Each entry needs to be reproduced verbatim.
• • • • •
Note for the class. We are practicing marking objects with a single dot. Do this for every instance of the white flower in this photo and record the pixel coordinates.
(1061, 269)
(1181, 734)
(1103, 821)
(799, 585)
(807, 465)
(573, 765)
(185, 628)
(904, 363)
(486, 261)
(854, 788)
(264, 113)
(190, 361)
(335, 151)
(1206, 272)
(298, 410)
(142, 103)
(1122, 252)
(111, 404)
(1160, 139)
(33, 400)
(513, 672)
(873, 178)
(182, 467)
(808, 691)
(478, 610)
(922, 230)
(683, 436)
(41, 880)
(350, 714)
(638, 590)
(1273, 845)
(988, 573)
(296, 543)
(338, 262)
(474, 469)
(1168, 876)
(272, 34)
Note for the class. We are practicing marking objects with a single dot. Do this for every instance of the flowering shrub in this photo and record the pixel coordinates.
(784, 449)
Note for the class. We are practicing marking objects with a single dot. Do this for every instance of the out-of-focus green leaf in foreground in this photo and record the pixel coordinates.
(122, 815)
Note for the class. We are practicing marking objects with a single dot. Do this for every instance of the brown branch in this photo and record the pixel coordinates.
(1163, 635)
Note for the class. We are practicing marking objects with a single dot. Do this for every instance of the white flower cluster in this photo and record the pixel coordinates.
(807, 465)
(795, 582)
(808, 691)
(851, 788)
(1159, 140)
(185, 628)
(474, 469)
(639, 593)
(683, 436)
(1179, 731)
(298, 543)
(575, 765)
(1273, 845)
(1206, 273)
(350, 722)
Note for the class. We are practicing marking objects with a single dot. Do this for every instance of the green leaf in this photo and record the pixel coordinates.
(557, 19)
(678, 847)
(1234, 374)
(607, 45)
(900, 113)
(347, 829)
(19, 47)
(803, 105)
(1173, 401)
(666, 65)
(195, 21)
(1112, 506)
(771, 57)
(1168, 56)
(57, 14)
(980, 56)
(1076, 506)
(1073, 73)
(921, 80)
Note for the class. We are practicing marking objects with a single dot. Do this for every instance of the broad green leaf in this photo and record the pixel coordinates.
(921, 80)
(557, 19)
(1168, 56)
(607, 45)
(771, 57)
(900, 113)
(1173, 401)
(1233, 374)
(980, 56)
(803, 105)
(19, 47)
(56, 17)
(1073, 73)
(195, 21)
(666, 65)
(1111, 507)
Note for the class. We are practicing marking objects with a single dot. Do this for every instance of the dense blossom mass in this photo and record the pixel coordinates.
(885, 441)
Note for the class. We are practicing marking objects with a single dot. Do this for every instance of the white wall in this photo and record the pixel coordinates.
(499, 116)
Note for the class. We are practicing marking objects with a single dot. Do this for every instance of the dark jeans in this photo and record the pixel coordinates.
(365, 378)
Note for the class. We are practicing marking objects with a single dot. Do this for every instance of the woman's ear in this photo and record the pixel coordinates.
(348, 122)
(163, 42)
• • • • •
▶ TASK RESPONSE:
Note for the class. We are practicing marking objects with a single dot. Do this for every instance of the white flower in this photo and record the pixel coordinates.
(1061, 269)
(1181, 734)
(1103, 821)
(799, 585)
(807, 465)
(573, 765)
(185, 628)
(904, 363)
(486, 261)
(854, 788)
(264, 113)
(190, 361)
(335, 151)
(1206, 272)
(298, 410)
(142, 103)
(1122, 252)
(111, 404)
(1160, 139)
(33, 400)
(513, 672)
(873, 178)
(182, 467)
(808, 691)
(478, 610)
(922, 230)
(683, 436)
(41, 880)
(350, 714)
(638, 590)
(1273, 845)
(988, 573)
(296, 543)
(338, 262)
(474, 469)
(1168, 876)
(272, 34)
Note for the class. We are practicing marking objects with a single dot. Do this for every instance of the flowering shrub in this photo and record the pixel coordinates.
(784, 449)
Note for the class. We are practicing marking objects with a single dot. Do this for every instance of the out-of-focus green leaf in foreground in this photo and record the pixel coordinates.
(122, 815)
Note for the class. We are practicing marking objects with a single dot. Do this for every instance of the brown branch in this photo and record the pixel coordinates.
(1163, 635)
Note for the class. We are practicing marking objects with a single dot. Do this for every instance of the white flower cluster in this photo and record the pixel coordinates.
(807, 465)
(795, 582)
(808, 691)
(851, 788)
(1159, 140)
(185, 628)
(474, 469)
(639, 593)
(683, 436)
(1179, 731)
(298, 543)
(575, 765)
(1273, 845)
(1206, 273)
(350, 722)
Note for the class. We are practicing marking objects with a single dot. Do this for every instance of the green leaf in this photo and record the pixel coordinates.
(557, 19)
(678, 847)
(1234, 374)
(607, 45)
(900, 113)
(347, 829)
(19, 47)
(803, 105)
(1173, 401)
(666, 65)
(195, 21)
(1112, 506)
(771, 57)
(1168, 56)
(57, 14)
(980, 56)
(1076, 506)
(1073, 73)
(921, 80)
Note for the class. We are practicing marking objects with a single dot. Do this for every instance of the broad green leaf in this photo and record the pixel coordinates.
(921, 80)
(557, 19)
(1168, 56)
(607, 45)
(771, 57)
(900, 113)
(1173, 401)
(1233, 374)
(980, 56)
(803, 105)
(19, 47)
(56, 17)
(1073, 73)
(195, 21)
(666, 65)
(1111, 507)
Note for the class. We are practicing marking objects with a single dot. Do this for every instance of the dense blossom mass in this photo and record the pixel coordinates.
(885, 441)
Note for the class. We are practicing marking objects with a single dot. Do this for every instance of the white wall in this photo and record the pixel coordinates.
(499, 116)
Note for the class. We are practicing marking objects with a single dot. Do this for every instance of the dark jeans in this photo and record the pixel coordinates.
(365, 378)
Note for the class. We are practicing marking objects with a single dot. Do this for every instance of the woman's ear in this photo and record the pixel coordinates.
(348, 122)
(163, 42)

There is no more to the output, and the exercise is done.